• Task details: From the film listings, extract verbatim the passage from "Portland Underground Film" up to and including "Clinton Street Theater.".
··· Text section ···
Percy Jackson: Sea of Monsters
American culture treats its children like tiny idiots—so it's almost noteworthy when a kids' movie comes along that's slightly less bogglingly inane than the norm. Percy Jackson: Sea of Monsters is not good, but it's not as terrible as most of what Hollywood churns out for your children: There are only two quip-happy CG animals. A connection to history and myth is drawn, however glancingly. No one audibly farts. ALISON HALLETT Various Theaters.

Planes
Planes is more than Disney's craven attempt at a Cars knockoff. Did you know it's also the finest Dane Cook film ever made? DENIS C. THERIAULT Various Theaters.

Portland Underground Film Festival
A celebration of underground and underseen cinema, both foreign and domestic, including shorts and features. For more info and a complete schedule, see cstpdx.com. Clinton Street Theater.
··· Data extract ···
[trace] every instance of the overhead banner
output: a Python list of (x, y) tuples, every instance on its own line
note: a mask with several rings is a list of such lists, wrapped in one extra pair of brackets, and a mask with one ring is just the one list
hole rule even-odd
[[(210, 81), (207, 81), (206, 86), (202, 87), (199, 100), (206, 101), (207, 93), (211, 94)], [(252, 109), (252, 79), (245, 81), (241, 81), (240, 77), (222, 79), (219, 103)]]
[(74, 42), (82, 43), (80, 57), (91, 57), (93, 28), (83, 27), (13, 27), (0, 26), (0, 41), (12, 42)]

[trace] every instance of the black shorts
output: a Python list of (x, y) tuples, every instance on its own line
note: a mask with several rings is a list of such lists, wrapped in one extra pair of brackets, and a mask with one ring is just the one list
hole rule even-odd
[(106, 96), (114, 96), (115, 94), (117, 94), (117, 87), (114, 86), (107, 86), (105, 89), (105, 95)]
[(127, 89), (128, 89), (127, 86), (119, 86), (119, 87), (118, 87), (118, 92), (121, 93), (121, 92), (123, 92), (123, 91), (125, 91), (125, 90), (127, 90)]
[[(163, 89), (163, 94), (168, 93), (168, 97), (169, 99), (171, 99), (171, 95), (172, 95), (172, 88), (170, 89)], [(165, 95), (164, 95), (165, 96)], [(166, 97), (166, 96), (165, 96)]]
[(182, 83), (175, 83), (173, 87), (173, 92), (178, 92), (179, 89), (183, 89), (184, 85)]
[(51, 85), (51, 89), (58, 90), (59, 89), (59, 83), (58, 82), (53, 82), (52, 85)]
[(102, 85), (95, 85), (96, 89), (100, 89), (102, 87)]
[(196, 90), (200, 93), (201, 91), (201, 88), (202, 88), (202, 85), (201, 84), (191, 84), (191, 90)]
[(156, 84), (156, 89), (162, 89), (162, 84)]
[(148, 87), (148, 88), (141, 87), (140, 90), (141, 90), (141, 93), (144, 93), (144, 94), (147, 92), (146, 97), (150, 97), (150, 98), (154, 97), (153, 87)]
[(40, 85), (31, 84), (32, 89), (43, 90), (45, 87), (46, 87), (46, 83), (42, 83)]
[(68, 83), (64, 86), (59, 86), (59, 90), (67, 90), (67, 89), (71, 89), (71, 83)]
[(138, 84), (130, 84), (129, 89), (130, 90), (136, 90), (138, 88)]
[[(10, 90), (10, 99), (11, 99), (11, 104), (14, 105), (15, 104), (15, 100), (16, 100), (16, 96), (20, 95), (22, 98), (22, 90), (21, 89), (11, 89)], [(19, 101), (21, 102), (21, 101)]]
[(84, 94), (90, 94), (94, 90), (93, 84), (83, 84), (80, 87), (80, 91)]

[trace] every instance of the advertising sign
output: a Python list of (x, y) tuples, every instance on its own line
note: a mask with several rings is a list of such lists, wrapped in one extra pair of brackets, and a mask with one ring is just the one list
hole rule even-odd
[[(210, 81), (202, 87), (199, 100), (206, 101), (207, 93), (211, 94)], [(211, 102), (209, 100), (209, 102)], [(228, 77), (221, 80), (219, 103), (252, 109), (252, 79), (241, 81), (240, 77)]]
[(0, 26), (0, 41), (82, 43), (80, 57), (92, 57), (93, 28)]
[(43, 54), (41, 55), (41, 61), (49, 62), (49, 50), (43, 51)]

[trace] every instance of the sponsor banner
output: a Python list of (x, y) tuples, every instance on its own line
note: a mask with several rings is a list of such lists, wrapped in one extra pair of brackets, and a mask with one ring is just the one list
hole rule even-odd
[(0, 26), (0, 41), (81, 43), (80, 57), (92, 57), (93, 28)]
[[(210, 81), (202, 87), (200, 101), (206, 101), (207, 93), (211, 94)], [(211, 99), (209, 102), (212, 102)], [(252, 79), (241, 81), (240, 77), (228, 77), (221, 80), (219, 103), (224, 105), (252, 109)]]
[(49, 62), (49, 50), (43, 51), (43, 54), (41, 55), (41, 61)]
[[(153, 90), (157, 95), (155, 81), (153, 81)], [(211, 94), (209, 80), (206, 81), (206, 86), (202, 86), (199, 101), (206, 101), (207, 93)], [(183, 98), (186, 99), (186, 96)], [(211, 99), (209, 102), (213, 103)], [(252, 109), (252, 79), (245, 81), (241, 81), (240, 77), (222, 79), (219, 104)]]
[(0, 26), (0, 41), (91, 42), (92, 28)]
···
• Output of the task:
Portland Underground Film Festival
A celebration of underground and underseen cinema, both foreign and domestic, including shorts and features. For more info and a complete schedule, see cstpdx.com. Clinton Street Theater.